*** Opening of Data for review ***
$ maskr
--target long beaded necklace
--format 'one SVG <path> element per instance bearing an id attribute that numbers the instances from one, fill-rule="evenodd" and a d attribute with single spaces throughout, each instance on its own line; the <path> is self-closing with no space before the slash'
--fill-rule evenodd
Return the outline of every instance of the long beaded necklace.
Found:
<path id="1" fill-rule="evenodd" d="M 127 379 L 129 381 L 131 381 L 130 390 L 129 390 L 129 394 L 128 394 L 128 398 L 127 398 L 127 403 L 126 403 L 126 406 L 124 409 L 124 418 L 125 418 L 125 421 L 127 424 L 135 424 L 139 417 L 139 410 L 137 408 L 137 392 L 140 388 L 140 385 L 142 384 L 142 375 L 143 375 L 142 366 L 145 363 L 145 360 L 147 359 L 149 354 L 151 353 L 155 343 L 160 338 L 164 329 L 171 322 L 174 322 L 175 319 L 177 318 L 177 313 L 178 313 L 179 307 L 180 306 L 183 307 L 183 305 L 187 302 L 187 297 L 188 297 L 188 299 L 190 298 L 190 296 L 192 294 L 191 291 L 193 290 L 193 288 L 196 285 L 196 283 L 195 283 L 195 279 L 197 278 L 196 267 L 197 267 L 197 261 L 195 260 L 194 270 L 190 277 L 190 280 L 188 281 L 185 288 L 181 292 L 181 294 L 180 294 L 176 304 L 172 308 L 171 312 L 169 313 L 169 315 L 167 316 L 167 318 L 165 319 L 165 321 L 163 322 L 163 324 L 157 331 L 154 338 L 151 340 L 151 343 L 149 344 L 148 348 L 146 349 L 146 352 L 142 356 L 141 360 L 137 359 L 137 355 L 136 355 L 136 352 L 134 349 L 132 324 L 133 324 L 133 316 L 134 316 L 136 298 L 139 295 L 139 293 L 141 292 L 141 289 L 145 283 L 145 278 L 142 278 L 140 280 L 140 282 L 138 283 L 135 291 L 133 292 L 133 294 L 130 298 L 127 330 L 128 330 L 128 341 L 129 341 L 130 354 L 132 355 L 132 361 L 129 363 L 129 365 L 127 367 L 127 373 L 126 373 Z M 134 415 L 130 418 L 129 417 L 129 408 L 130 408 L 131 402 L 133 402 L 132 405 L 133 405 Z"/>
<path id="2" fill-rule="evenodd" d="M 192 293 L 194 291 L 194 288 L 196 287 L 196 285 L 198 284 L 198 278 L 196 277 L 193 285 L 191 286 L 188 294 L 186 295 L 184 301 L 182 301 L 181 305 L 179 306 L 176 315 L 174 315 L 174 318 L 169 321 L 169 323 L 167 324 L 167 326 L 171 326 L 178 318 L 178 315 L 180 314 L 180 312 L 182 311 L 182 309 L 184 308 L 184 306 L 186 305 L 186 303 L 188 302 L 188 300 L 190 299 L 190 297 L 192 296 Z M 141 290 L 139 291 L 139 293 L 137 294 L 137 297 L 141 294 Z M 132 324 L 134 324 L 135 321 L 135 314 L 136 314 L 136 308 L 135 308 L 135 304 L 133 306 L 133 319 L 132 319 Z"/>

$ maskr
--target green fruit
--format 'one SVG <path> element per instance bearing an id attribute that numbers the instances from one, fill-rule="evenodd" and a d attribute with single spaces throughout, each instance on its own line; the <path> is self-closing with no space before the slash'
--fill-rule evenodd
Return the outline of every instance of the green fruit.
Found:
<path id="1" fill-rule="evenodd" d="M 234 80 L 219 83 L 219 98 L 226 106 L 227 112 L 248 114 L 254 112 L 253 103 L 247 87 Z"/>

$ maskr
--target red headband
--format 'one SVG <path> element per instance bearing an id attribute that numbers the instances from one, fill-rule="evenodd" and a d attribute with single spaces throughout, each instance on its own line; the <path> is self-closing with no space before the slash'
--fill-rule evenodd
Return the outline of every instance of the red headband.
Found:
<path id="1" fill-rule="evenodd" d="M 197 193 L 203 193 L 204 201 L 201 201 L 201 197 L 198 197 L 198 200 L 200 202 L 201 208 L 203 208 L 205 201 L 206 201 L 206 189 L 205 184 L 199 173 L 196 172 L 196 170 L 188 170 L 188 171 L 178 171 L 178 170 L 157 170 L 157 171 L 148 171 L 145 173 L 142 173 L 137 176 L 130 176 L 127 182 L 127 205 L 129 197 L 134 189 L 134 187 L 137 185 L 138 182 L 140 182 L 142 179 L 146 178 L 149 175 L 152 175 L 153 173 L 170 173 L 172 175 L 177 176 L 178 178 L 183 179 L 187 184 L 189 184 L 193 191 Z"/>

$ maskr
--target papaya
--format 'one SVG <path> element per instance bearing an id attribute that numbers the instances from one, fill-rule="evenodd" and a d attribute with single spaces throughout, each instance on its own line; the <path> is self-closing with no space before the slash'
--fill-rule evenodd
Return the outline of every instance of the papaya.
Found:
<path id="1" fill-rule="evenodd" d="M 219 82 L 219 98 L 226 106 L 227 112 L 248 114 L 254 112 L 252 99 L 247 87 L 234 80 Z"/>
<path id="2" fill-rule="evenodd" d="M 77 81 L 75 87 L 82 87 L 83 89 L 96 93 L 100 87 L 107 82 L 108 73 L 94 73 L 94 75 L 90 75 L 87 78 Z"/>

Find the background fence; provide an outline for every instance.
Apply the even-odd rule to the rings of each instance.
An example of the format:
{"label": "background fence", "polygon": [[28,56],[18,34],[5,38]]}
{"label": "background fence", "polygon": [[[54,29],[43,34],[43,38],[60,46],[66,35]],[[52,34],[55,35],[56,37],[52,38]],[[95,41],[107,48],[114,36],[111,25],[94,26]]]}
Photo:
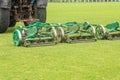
*** Close of Data for review ***
▸ What the task requires
The entries are to be reproduced exactly, excluding any pictures they contain.

▸ Answer space
$ maskr
--target long beaded necklace
--format 'one SVG <path> element per instance bearing an id attribute that numbers the instances from one, fill-rule="evenodd" and a d attribute with single spaces throughout, each instance on its own line; the <path> is self-closing with no space before the slash'
--fill-rule evenodd
Return the outline of every instance of the long beaded necklace.
Found:
<path id="1" fill-rule="evenodd" d="M 127 379 L 129 381 L 131 381 L 130 390 L 129 390 L 129 394 L 128 394 L 128 398 L 127 398 L 127 403 L 126 403 L 126 406 L 124 409 L 124 418 L 125 418 L 125 421 L 127 424 L 135 424 L 139 417 L 139 410 L 137 408 L 137 392 L 140 388 L 140 385 L 142 384 L 142 375 L 143 375 L 142 366 L 145 363 L 145 360 L 147 359 L 149 354 L 151 353 L 155 343 L 160 338 L 164 329 L 171 322 L 174 322 L 175 319 L 177 318 L 177 313 L 178 313 L 179 307 L 180 306 L 183 307 L 183 305 L 187 302 L 187 297 L 188 297 L 188 299 L 190 298 L 190 296 L 192 294 L 191 291 L 193 290 L 193 288 L 196 285 L 196 283 L 195 283 L 195 279 L 197 278 L 196 267 L 197 267 L 197 261 L 195 260 L 194 270 L 190 277 L 190 280 L 188 281 L 185 288 L 181 292 L 181 294 L 180 294 L 176 304 L 172 308 L 171 312 L 169 313 L 169 315 L 167 316 L 167 318 L 165 319 L 165 321 L 163 322 L 163 324 L 157 331 L 154 338 L 151 340 L 151 343 L 149 344 L 148 348 L 146 349 L 146 352 L 142 356 L 141 360 L 137 359 L 137 355 L 136 355 L 136 352 L 134 349 L 132 324 L 133 324 L 133 316 L 134 316 L 136 298 L 139 295 L 139 293 L 141 292 L 141 289 L 145 283 L 145 278 L 142 278 L 140 280 L 140 282 L 138 283 L 135 291 L 133 292 L 133 294 L 130 298 L 127 330 L 128 330 L 128 341 L 129 341 L 130 354 L 132 355 L 132 361 L 129 363 L 129 365 L 127 367 L 127 373 L 126 373 Z M 134 415 L 130 418 L 129 417 L 129 408 L 130 408 L 131 402 L 133 402 L 132 405 L 133 405 Z"/>
<path id="2" fill-rule="evenodd" d="M 192 293 L 194 291 L 194 288 L 196 287 L 196 285 L 198 284 L 198 278 L 196 277 L 193 285 L 191 286 L 188 294 L 186 295 L 184 301 L 182 301 L 181 305 L 179 306 L 176 315 L 174 315 L 174 318 L 169 321 L 169 323 L 167 324 L 167 326 L 171 326 L 178 318 L 178 315 L 180 314 L 180 312 L 182 311 L 182 309 L 184 308 L 184 306 L 186 305 L 186 303 L 188 302 L 188 300 L 190 299 L 190 297 L 192 296 Z M 141 290 L 139 291 L 139 293 L 137 294 L 137 297 L 141 294 Z M 132 324 L 134 324 L 135 321 L 135 314 L 136 314 L 136 308 L 135 308 L 135 304 L 133 306 L 133 319 L 132 319 Z"/>

$ maskr
--target green fruit
--format 'one SVG <path> element per instance bearing an id attribute that numbers the instances from one, fill-rule="evenodd" and a d attribute with single spaces throughout, each instance on its own line; the <path> is self-closing with no space before the slash'
--fill-rule evenodd
Return the outline of every instance of the green fruit.
Found:
<path id="1" fill-rule="evenodd" d="M 234 80 L 219 83 L 219 98 L 226 106 L 227 112 L 248 114 L 254 112 L 253 103 L 247 87 Z"/>

$ maskr
--target red headband
--format 'one SVG <path> element per instance bearing an id attribute that numbers the instances from one, fill-rule="evenodd" and a d attribute with single spaces throughout, each instance on its own line; the <path> is self-closing with no space before the slash'
--fill-rule evenodd
Return the outline of every instance of the red headband.
Found:
<path id="1" fill-rule="evenodd" d="M 197 193 L 203 193 L 204 201 L 201 201 L 201 197 L 198 197 L 198 200 L 200 202 L 201 208 L 203 208 L 205 201 L 206 201 L 206 189 L 205 184 L 199 173 L 196 172 L 196 170 L 188 170 L 188 171 L 178 171 L 178 170 L 157 170 L 157 171 L 148 171 L 145 173 L 142 173 L 137 176 L 130 176 L 127 182 L 127 205 L 129 197 L 134 189 L 134 187 L 137 185 L 138 182 L 140 182 L 142 179 L 146 178 L 149 175 L 152 175 L 153 173 L 170 173 L 172 175 L 177 176 L 178 178 L 183 179 L 187 184 L 189 184 L 193 191 Z"/>

$ maskr
--target papaya
--format 'one SVG <path> element per instance bearing an id attribute that numbers the instances from one, fill-rule="evenodd" and a d attribute with single spaces throughout, each instance on its own line; the <path> is self-closing with no space before the slash'
--fill-rule evenodd
Return the outline of every instance of the papaya.
Found:
<path id="1" fill-rule="evenodd" d="M 219 82 L 219 98 L 226 106 L 227 112 L 248 114 L 254 112 L 252 99 L 247 87 L 234 80 Z"/>
<path id="2" fill-rule="evenodd" d="M 77 81 L 75 87 L 82 87 L 83 89 L 96 93 L 100 87 L 107 82 L 108 73 L 94 73 L 94 75 L 90 75 L 87 78 Z"/>

Find the background fence; provide an outline for every instance.
Apply the even-odd rule to the rings of each instance.
An example of the format:
{"label": "background fence", "polygon": [[28,56],[18,34],[5,38]]}
{"label": "background fence", "polygon": [[[54,29],[43,34],[43,38],[60,46],[66,35]],[[52,34],[55,35],[56,37],[52,38]],[[95,41],[107,48],[114,36],[111,25],[94,26]]]}
Photo:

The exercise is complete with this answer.